PROBLEM STATEMENT: In the passage on Colorado wildfires, how many firefighters were deployed to the Chris Mountain fire?

No injuries have been reported on this fire, which has spread eastward into the White River National Forest. The cause hasn’t been determined. No evacuations were ordered.

Coal Mine fire

In southwestern Colorado, the Coal Mine fire in Archuleta County had burned across 286 acres, about 18 miles north of Pagosa Springs. More than 140 firefighters on Tuesday were trying to suppress it, and supervisors pointed to weather conditions favorable to fire. They issued an update declaring the fire 95% contained.

Chris Mountain fire

About 12 miles west of Pagosa Springs, the Chris Mountain fire has expanded, burning on 491 acres Wednesday morning, devouring Ponderosa pine and other trees, according to the latest information posted on a federal fire data website. A total of 529 firefighters were deployed. Authorities said lightning ignited the fire.

Firefighters have relied on helicopters hauling water and air tankers loaded with fire retardant in their efforts to contain and suppress flames. This fire is burning in the San Juan National Forest. It was classified as uncontained.

Arkansas Loop fire

Another fire burning in southwestern Colorado, the Arkansas Loop fire on Southern Ute land 25 miles east of Ignacio, had burned across 127 acres, according to information on the federal fire data site. Lightning sparked this fire, too.

Firefighting coordinators reported that “red flag” warm and dry conditions in the area were raising concerns. They listed the fire as 50% contained on Wednesday morning. Firefighting crews were working to snuff flames that were “smoldering” and, in some areas, “creeping,” fanned by wind toward fuels. They had to navigate steep and rugged terrain.

PROVIDED DATA:
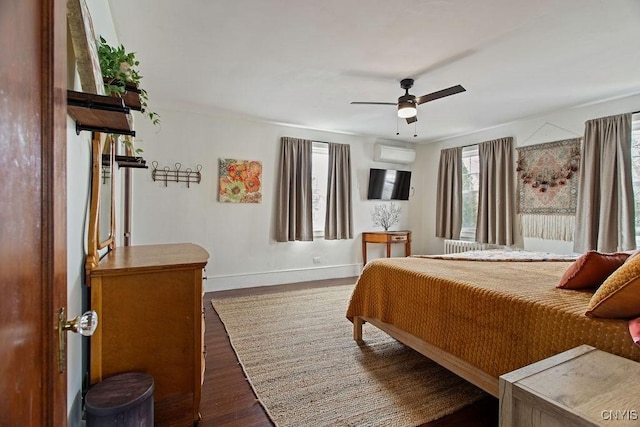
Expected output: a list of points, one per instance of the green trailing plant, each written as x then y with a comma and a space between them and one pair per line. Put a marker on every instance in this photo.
120, 67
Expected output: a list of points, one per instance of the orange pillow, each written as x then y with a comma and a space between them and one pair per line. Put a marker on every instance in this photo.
591, 269
619, 295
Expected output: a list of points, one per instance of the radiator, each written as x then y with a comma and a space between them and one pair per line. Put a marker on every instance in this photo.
457, 246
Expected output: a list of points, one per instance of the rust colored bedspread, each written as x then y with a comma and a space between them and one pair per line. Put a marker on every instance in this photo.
495, 316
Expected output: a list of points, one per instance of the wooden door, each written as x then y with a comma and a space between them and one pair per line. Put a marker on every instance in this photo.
32, 210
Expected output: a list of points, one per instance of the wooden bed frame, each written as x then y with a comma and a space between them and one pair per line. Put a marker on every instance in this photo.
456, 365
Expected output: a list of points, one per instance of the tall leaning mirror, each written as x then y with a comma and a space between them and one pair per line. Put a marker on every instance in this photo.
102, 206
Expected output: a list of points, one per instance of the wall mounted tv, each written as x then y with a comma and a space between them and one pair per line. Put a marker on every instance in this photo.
388, 184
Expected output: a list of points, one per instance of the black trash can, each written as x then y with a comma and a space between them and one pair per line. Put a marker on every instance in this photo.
124, 400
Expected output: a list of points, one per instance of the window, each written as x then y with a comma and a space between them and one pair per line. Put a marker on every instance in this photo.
319, 172
635, 170
470, 187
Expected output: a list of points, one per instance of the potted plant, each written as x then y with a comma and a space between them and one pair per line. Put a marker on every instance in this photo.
122, 79
121, 76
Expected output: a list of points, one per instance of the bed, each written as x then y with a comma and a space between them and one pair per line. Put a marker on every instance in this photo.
481, 319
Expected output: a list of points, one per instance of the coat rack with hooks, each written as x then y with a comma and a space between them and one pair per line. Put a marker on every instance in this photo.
166, 174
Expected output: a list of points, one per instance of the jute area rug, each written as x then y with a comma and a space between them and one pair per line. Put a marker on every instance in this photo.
298, 353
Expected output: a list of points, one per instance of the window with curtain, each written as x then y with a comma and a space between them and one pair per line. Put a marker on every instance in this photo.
314, 191
635, 171
470, 187
319, 170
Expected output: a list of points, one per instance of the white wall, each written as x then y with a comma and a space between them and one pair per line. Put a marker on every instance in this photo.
560, 125
239, 237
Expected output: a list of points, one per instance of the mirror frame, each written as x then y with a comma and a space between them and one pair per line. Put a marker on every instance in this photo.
94, 245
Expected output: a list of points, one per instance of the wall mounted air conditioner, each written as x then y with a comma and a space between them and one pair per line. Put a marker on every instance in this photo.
391, 154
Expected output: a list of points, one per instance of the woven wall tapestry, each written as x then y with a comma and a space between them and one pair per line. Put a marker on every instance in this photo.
548, 188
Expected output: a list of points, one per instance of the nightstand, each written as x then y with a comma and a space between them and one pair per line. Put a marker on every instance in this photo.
388, 238
579, 387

RESPONSE TO THIS EXERCISE: 529